▶ DATA TO EXAMINE:
# # # # # # #
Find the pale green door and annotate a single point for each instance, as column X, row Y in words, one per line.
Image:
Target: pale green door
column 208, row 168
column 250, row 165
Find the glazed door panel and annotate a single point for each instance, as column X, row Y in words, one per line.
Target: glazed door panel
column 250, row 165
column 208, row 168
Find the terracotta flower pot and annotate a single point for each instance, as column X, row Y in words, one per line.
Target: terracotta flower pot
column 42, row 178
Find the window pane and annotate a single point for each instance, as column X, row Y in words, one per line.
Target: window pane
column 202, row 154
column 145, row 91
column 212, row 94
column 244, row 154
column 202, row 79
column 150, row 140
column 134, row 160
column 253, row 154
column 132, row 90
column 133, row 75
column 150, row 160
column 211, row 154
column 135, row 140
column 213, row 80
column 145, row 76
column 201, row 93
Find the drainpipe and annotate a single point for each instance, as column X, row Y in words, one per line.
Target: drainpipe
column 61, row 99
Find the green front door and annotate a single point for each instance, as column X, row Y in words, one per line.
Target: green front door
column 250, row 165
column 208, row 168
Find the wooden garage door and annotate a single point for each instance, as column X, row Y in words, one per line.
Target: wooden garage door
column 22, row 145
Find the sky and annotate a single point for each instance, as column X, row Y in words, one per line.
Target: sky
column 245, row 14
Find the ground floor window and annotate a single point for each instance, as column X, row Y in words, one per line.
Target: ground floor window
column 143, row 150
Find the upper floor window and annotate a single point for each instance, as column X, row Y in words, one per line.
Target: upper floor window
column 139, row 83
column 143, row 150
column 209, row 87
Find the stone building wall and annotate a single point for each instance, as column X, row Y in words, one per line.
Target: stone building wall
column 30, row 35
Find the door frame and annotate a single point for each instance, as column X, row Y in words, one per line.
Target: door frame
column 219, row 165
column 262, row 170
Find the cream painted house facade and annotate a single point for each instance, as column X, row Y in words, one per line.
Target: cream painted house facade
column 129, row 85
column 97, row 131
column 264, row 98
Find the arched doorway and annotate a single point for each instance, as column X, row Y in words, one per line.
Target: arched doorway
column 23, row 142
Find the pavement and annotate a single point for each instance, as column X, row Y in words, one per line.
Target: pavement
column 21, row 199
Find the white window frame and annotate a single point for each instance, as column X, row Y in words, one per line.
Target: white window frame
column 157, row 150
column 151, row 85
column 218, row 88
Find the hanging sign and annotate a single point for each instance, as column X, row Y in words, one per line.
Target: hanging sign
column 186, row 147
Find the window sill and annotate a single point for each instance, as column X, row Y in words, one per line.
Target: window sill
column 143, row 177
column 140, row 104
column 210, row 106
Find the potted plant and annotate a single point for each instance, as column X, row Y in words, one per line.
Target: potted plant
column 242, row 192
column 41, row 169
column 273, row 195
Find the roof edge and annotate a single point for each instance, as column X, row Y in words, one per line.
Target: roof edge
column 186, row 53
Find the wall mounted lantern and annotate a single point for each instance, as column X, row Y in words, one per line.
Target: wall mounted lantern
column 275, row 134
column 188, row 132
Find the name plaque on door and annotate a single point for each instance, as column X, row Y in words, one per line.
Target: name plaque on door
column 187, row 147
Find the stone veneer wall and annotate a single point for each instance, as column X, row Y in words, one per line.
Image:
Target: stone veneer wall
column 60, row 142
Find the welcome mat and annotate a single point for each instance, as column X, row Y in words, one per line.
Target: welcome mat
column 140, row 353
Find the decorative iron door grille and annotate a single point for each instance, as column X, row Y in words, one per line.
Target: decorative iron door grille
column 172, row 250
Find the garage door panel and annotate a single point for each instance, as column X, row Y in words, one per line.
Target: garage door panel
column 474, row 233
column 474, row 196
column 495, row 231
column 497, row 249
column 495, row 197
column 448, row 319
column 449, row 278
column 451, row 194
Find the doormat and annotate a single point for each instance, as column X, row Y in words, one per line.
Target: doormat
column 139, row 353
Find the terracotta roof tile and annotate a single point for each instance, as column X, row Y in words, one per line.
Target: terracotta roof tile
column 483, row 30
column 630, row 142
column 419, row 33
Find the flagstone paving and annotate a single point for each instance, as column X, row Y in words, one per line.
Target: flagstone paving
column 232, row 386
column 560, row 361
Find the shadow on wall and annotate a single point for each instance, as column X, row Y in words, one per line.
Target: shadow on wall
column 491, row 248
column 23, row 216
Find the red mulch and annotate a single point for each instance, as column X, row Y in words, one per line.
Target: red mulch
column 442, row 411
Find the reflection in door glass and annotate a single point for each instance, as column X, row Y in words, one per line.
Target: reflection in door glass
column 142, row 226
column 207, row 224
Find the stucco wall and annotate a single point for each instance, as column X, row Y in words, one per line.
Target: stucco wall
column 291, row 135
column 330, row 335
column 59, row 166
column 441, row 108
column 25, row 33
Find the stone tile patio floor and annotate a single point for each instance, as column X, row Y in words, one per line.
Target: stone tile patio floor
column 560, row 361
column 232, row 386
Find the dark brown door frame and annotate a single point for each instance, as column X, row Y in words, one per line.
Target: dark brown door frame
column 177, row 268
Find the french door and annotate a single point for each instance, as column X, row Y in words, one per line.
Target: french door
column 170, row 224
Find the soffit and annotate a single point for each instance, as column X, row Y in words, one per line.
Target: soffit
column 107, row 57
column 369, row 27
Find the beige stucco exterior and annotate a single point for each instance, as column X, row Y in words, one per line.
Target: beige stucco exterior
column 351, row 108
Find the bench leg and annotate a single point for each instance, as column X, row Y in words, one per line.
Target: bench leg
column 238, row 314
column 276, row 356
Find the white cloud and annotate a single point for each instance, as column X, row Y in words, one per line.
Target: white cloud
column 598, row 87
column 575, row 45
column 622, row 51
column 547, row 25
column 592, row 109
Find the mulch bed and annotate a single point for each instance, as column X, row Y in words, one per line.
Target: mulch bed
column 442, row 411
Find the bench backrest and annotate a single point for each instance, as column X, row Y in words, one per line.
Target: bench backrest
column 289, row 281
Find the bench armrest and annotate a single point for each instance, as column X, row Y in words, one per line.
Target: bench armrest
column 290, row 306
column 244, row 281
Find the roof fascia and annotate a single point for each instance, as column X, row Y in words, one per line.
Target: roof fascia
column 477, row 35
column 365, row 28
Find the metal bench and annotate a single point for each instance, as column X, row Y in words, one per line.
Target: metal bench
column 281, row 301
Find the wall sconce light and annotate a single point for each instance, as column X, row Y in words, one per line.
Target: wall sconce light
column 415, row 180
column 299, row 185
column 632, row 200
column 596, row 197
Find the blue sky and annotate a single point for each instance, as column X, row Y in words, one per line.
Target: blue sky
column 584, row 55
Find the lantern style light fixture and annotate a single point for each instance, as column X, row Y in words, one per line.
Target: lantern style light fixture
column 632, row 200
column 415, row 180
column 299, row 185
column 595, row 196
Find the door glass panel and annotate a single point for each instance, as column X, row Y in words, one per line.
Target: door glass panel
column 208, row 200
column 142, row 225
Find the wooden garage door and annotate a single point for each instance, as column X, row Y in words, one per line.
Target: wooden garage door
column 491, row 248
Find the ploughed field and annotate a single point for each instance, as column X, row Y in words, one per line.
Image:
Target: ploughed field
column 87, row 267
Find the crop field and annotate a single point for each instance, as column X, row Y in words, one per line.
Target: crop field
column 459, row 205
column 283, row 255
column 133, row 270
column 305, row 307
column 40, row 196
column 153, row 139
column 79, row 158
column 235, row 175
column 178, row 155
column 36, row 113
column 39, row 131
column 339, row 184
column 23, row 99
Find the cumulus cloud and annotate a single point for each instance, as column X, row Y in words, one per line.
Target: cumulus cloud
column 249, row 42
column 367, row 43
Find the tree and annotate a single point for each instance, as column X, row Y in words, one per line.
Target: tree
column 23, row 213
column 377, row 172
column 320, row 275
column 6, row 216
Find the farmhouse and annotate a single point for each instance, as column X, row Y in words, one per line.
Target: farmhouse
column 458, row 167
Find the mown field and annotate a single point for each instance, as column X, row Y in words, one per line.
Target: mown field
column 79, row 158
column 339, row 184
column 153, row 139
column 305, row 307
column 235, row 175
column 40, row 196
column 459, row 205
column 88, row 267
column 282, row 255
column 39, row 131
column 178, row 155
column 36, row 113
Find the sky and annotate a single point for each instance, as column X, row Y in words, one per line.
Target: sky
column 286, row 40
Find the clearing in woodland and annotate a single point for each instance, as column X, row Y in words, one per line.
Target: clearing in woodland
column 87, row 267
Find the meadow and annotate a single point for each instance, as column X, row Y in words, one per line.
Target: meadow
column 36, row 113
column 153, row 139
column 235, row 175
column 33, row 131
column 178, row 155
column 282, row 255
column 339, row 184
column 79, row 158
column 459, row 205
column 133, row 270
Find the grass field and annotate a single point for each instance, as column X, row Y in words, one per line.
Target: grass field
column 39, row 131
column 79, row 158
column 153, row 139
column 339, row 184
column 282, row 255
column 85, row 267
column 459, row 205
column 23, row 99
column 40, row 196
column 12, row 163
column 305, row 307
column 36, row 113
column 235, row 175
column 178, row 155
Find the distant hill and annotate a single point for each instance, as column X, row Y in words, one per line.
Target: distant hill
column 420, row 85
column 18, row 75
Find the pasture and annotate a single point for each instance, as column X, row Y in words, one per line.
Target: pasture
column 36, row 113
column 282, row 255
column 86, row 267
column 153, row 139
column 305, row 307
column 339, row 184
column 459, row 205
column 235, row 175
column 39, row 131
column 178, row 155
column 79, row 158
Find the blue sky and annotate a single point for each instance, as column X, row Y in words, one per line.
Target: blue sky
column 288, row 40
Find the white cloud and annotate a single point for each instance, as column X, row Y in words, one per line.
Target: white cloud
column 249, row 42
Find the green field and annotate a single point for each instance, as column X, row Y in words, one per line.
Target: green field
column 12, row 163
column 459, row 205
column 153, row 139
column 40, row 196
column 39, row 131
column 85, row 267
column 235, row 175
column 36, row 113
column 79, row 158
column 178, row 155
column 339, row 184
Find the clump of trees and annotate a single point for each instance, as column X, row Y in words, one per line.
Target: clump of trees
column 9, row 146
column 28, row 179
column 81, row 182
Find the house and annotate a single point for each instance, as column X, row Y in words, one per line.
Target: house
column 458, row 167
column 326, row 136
# # # # # # #
▶ YOUR TASK: The lines to copy run from the start of the records above through the line holding "Find the glazed"; give them exactly, both ends included, and nothing else.

▶ RESULT OF THE TASK:
Find the pale green door and annotate a single point for each instance, as column X, row Y in words, one per line.
Image:
Target: pale green door
column 208, row 168
column 250, row 165
Find the glazed door panel and annotate a single point for each instance, as column X, row Y in words, one per line.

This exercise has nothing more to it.